----- EXTRAIT À LIRE -----

De Guillaume de Thieulloy dans Les 4 vérités :
"Les romans disent parfois mieux la réalité que les essais. Et ils sont, en notre temps de censure générali- sée, de tabous idéologiques et de lois liberticides, un moyen de faire passer des messages politiques importants sans paraître les prendre au sérieux.
C’est pour cela que je voudrais parler ici de quelques romans récents. Non pas comme un critique littéraire que je ne suis pas, mais comme un observateur de la vie politique. Car ces romans, qui sont tous parus au cours de l’année 2015, en disent long sur la situation politique.
Cette dernière est manifestement dominée par deux éléments, apparemment contradictoires, mais surtout totalement étrangers, tous les deux, à la pensée dominante. Le premier élément concerne la montée de l’islam en France et dans le monde – avec la possibilité d’une prise de pouvoir de l’islam radical en Europe à brève échéance. Le second élément concerne la « droitisation » de la société – mouvement inverse des dernières décennies.
La possibilité d’une prise de pouvoir par l’islam politique est évoquée par deux de nos trois romans : « Soumission » et « 2084 ». Houellebecq décrit une prise de pouvoir tranquille et pacifique, faute de résistance de la France profonde. Dans son roman, lors de l’élection présidentielle de 2022, Marine Le Pen se trouve au deuxième tour face à un dirigeant islamiste. Mais ce dirigeant ressemble beaucoup plus à Erdogan qu’à Ben Laden : pas le moins du monde sanguinaire, il ne remet nullement en cause les principes de la société libérale. Simplement, l’islam vient, ici, combler les trous, si je puis dire, d’une société nihiliste. Le héros, universitaire désabusé, bien dans la veine des précédents romans de Houellebecq, devient d’ailleurs islamiste, sans avoir évolué idéologiquement : il se contente de choisir une voie qui lui assure une progression de carrière et lui permet d’avoir plusieurs femmes…
Dans « 2084 », au contraire, la domination mondiale de l’islam radical n’a rien de pacifique. Elle entraîne pauvreté, fatalisme et guerre civile. Elle entraîne surtout un lavage de cerveau, très proche de celui évoqué dans « 1984 » de George Orwell, auquel Sansal fait évidemment référence.
En tout cas, dans ces deux romans, la trame romanesque repose sur ce qui reste obstinément nié par l’oligarchie, à savoir la montée de l’islam – qui, rappelons-le, n’est pas principa- lement une religion (la théologie y est, pour ainsi dire, inexistante), mais une idéologie politique.

----- MATÉRIEL FOURNI -----

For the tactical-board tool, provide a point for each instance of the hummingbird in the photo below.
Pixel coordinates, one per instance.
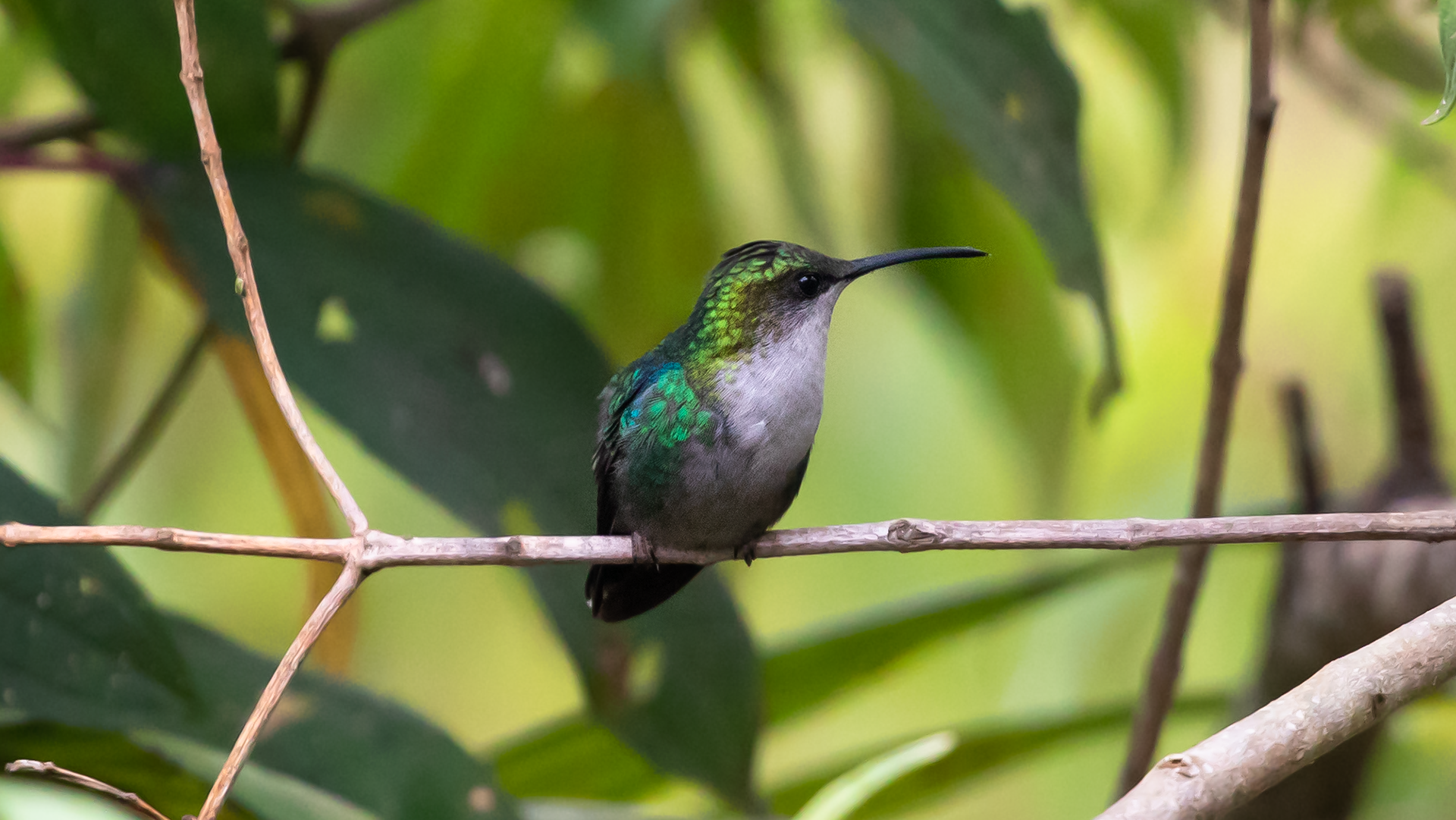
(702, 443)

-----

(À FAIRE) Reformulez plus brièvement le paragraphe de l’extrait à lire qui commence par « La possibilité d’une prise de pouvoir », en conservant ses faits principaux.

(SOLUTION PROPOSÉE) Deux des trois romans, « Soumission » et « 2084 », envisagent une prise de pouvoir par l’islam politique. Chez Houellebecq, elle se fait de façon tranquille et pacifique, faute de résistance de la France profonde. À l’élection présidentielle de 2022, Marine Le Pen affronte au deuxième tour un dirigeant islamiste. Ce dirigeant, plus proche d’Erdogan que de Ben Laden, ne remet pas en cause les principes de la société libérale. L’islam y comble les vides d’une société nihiliste. Le héros, universitaire désabusé, devient islamiste sans évolution idéologique, par intérêt de carrière et pour pouvoir avoir plusieurs femmes.